▼

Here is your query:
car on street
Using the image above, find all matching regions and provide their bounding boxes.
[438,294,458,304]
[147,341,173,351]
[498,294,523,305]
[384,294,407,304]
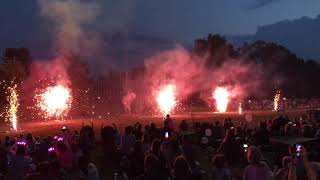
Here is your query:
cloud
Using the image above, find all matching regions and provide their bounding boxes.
[249,0,280,10]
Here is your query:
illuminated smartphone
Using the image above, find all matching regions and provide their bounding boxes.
[243,144,248,152]
[164,132,169,138]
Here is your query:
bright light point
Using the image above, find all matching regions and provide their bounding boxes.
[212,87,230,113]
[39,85,71,117]
[273,91,280,111]
[7,85,19,131]
[238,103,242,115]
[156,84,177,115]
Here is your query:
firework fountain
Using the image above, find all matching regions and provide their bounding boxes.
[212,87,230,113]
[36,85,72,118]
[238,103,243,115]
[156,84,177,115]
[7,84,19,131]
[273,91,280,111]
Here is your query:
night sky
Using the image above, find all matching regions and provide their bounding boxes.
[0,0,320,42]
[0,0,320,59]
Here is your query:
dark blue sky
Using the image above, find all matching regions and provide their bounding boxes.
[0,0,320,42]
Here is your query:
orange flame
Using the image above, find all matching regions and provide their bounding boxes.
[39,85,71,117]
[238,103,242,115]
[156,84,177,115]
[212,87,230,113]
[7,84,19,131]
[273,91,280,111]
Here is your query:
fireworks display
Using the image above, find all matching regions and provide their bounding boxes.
[212,87,230,113]
[122,92,136,114]
[36,85,71,117]
[156,84,177,115]
[7,85,19,131]
[238,103,242,115]
[273,91,280,111]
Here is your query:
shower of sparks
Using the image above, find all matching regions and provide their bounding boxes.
[7,84,19,131]
[273,91,280,111]
[212,87,230,113]
[238,103,242,115]
[156,84,177,115]
[36,85,72,117]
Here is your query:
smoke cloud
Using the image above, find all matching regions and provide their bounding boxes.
[38,0,101,56]
[125,46,264,112]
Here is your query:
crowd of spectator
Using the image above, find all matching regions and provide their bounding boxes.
[0,115,320,180]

▲

### [INSTRUCTIONS TO FOLLOW]
Rewrite all of the data above, swapping every "find all matching regions" for "locate every matching region" and changing nothing else. Leave the pictures out of your answer.

### [COMPLETE RESPONSE]
Here is your query:
car on street
Using the image above, locate every matching region and provide their bounding boxes.
[438,294,458,304]
[147,341,173,351]
[498,294,523,305]
[384,294,407,304]
Here is your query:
cloud
Using the image above, locate every matching region and provide their bounding boxes.
[249,0,280,10]
Here is your query:
illuminated smartphone
Using the image above, locate every matching region and provide their bounding boxes.
[243,144,248,152]
[164,132,169,138]
Here is your query:
bright light point
Using the image above, locate every matching region and provide their bounding boxes.
[212,87,230,113]
[39,85,71,117]
[273,91,280,111]
[7,85,19,131]
[238,103,242,115]
[156,84,177,115]
Here is your query:
firework fountain
Using the image above, locate every matching region and provide their bounding boxes.
[212,87,230,113]
[36,85,72,118]
[238,103,243,115]
[156,84,177,115]
[7,84,19,131]
[273,91,280,111]
Here is your query:
night sky
Using the image above, locate every matching region and provide their bounding boxes.
[0,0,320,42]
[0,0,320,59]
Here is your query:
dark blue sky
Using the image above, locate every matching region and provide their bounding boxes.
[0,0,320,42]
Here is your query:
orange flame
Using the image above, locate every matching region and provide their bounding boxes.
[39,85,71,117]
[238,103,242,115]
[156,84,177,115]
[212,87,230,113]
[7,84,19,131]
[273,91,280,111]
Here is your query:
fireworks display
Using the image above, locate every matching region and provide their bounding boxes.
[212,87,230,113]
[122,92,136,114]
[36,85,71,117]
[156,84,177,115]
[7,85,19,131]
[238,103,242,115]
[273,91,280,111]
Here is your query:
shower of sparks
Using the image above, locate every matching region and provide their bounding boxes.
[7,84,19,131]
[273,91,280,111]
[212,87,230,113]
[238,103,242,115]
[156,84,177,115]
[36,85,72,117]
Here is your query:
smoke cloud
Using the image above, locate every matching region and provide their bounding boxes.
[38,0,101,56]
[125,46,264,112]
Here is your query:
crowd of spectator
Using the image above, locate every matching region and provide their bounding boxes.
[0,115,320,180]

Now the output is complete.